◆ **Passage provided**
- - -
When your spouse criticizes you, when your spouse corrects you, are you defensive or do you listen? You say, "Now, wait a second, Dennis, we're talking about the big stuff, you know, imprisoned. Let's not go to my house." Are you teachable? As a single person, when someone corrects you, are you defensive? You see, those little tests could be preparation for a larger test that's just around the corner for you. Humility and integrity are non-negotiables in the midst of any trial.
Number seven – forgive those who wound you. Forgive those who wound you. Jesus was asked how many times shall we forgive? Seven times 70 – forgive those who spitefully use you. In your extended family, those who have never liked you – keep loving them and forgive them. Forgiveness is not optional; it is a command of Scripture. And there will be those, trust me, in your life who will hurt you repeatedly. They will create a wound in your heart that you could swear, as long as you live, it would never heal. Maybe it will be a deceitful wife, perhaps adultery, but the issue is we must forgive because we have been forgiven. Forgive those who wound you. If you do not forgive, the suffering you are going through will be doubled, because then you'll be carrying the burden of resentment in addition to the weight of suffering.
Number eight – God wants to create holy scars. God wants to create holy scars. The concept of holy scars comes from a good friend of mine, Dan Jarrell, pastor of a church in Anchorage, Alaska. I believe it's the message of Scriptures. God wants to create holy scars in your life and mine. Amy Carmichael wrote – "No wound? No scar. Yet, as the Master so shall the servant be. Can he have followed far who has no wound, no scar?" Was our Savior wounded? Was He scarred? The Bible makes a point of it. The nail prints in His hands are holy scars. It purchased our redemption. And although my scars may not be in my hands or in my side or in my feet as my Savior's were, there may be some hidden scars of my heart and in your heart, that if you let Him take those wounds and heal them, they can become holy scars – holy scars.
Ted Engstrom describes a number of men and women who have these kinds of scars. Cripple a man, and you have Sir Walter Scott; lock him in a prison cell, and you have John Bunyan; bury him in the snows of Valley Forge, and you have George Washington; raise him in abject poverty, and you have Abraham Lincoln; strike him down with infantile paralysis, and he becomes Franklin Delano Roosevelt; burn him so severely in a schoolhouse fire that doctors say he'll never walk again, and you have Glen Cunningham who set the world record in 1934 by running a mile in four minutes and six seconds; have him or born black in a society filled with racial discrimination, and you have Booker T. Washington, Harriet Tubman, Marian Andersen, George Washington Carver, or a Martin Luther King; call him a slow learner, retarded, write him off as un-educatable, and you have Albert Einstein. And we could add our own modern-day saints to that list of Corrie Ten Boom and Alexander Solzhenitsyn, whose classroom was their prison; Dietrich Bonhoeffer or maybe a wheelchair for Joni Erickson Tada. God wants to create holy scars.
Spurgeon reminds us "The Lord gets His best soldiers out of the highlands of affliction." The Lord gets His best soldiers out of the highlands of affliction. In the battle near the front lines could it be He is making you even more battle worthy if you let Him? Can He turn your wound into a holy scar?
- - -
[Excerpts of pointing data]
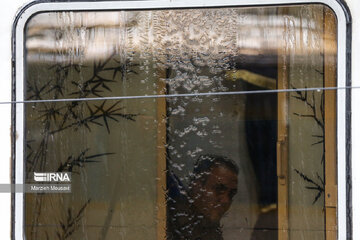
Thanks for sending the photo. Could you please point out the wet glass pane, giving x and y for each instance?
(181, 124)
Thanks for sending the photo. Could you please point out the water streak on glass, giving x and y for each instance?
(209, 161)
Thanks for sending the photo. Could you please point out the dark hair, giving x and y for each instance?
(205, 163)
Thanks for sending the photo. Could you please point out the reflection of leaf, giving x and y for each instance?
(100, 112)
(56, 117)
(71, 224)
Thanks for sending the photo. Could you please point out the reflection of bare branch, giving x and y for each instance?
(303, 96)
(320, 120)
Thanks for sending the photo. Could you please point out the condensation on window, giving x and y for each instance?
(217, 153)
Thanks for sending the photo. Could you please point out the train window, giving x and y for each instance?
(181, 123)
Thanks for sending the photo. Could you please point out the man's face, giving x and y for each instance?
(213, 197)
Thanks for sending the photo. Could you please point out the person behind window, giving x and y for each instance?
- - -
◆ **Exercises**
**a.** List the people the sermon passage adds to Ted Engstrom's list as "our own modern-day saints."
**b.** Output everything in the sermon passage from "Number eight –" down to "scars – holy scars.".

◆ **Responses to the tasks**
**a.**
Corrie Ten Boom
Alexander Solzhenitsyn
Dietrich Bonhoeffer
Joni Erickson Tada

**b.**
Number eight – God wants to create holy scars. God wants to create holy scars. The concept of holy scars comes from a good friend of mine, Dan Jarrell, pastor of a church in Anchorage, Alaska. I believe it's the message of Scriptures. God wants to create holy scars in your life and mine. Amy Carmichael wrote – "No wound? No scar. Yet, as the Master so shall the servant be. Can he have followed far who has no wound, no scar?" Was our Savior wounded? Was He scarred? The Bible makes a point of it. The nail prints in His hands are holy scars. It purchased our redemption. And although my scars may not be in my hands or in my side or in my feet as my Savior's were, there may be some hidden scars of my heart and in your heart, that if you let Him take those wounds and heal them, they can become holy scars – holy scars.